• _Exercise description_
Rewrite every line of the records below, requests included, with each answer coordinate multiplied by 2.5 and rounded to a whole number (halves round up), leaving the requests and their sample coordinates unchanged. Leave the pictures out of your reply.

• _Task inputs_
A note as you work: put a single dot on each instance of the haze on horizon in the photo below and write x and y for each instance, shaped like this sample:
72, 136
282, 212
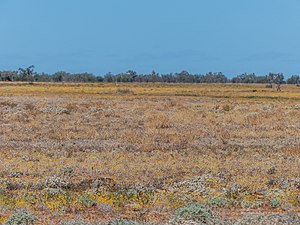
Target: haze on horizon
98, 36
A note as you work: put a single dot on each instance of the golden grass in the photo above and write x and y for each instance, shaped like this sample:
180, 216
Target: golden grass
141, 141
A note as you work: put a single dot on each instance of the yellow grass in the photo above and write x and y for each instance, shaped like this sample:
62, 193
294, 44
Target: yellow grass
123, 150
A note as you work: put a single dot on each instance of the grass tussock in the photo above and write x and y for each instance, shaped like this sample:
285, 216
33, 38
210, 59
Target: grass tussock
148, 153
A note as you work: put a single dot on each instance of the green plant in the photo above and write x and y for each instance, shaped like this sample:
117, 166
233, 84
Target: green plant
194, 212
21, 218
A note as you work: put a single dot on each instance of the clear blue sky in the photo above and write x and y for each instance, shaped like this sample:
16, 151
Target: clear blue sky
99, 36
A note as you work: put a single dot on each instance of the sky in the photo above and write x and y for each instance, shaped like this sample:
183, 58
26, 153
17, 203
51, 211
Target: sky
101, 36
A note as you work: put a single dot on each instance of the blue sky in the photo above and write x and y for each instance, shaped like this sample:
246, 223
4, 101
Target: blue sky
100, 36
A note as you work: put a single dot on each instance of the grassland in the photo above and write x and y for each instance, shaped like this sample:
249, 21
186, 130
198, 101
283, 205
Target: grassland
141, 151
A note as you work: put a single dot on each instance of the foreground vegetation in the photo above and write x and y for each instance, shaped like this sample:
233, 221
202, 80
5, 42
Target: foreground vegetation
149, 153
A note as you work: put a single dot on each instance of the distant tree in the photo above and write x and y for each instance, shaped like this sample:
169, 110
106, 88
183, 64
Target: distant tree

• _Result_
A note as you work: put a single dot on each instance of the haze on horizon in the photo below and write x and y for each instance, shaped like this sample:
72, 136
282, 212
Target: haze on horizon
245, 90
A note as you work: put a single dot on each instance of the golden grass in the photo above and write x and y for each instance, shaped like this sample:
180, 216
Target: golden grass
353, 353
A note as you work: put a single dot on each instance of the yellow grass in the photo above and write x and y for each instance, shaped like this sample:
62, 193
294, 44
Target: yellow grass
308, 375
A note as you work: put a single dot on each instance of the grass tussock in the photo above and write x and y for each instance, shaped like this sample:
285, 216
33, 38
210, 59
Target: grass tussock
370, 383
A note as you work: put a single dot on each instance of the green plant in the photo above and write x and y for each instance, shaped like this sample:
117, 166
233, 84
Target: green plant
485, 530
53, 545
A note as you work: put a single dot on each instance of the clear blue sky in the photo above and write x and y for each instance, shaped like this sample:
16, 151
Target: clear blue sky
248, 90
A note as you work: put a single dot on each instance of the sky in the photo above and write x and y for each instance, shaped like this sample:
183, 58
26, 153
17, 203
51, 211
Target: sky
253, 90
A note as you work: put a single dot on each instance of the blue sky in the photo above and write x and y for each instance, shaped like this sample:
246, 223
4, 101
Target: blue sky
250, 90
A note as you work: put a single dot on each instance of the grassland in the photo above and write x and y for each instance, shaped like this sample:
249, 21
186, 130
198, 101
283, 205
Target: grassland
353, 378
A note as you work: put a single dot on each instance of the foreground vegetation in the photo above and write x and y for each instance, shaped like this sample:
233, 221
202, 80
5, 42
Target: foreground vegetation
373, 383
A note as you work: put a single dot on each instance of the distant tree in the photo above and write x and y for each instance, shaped like this sample:
169, 110
106, 88
183, 64
Target: distant tree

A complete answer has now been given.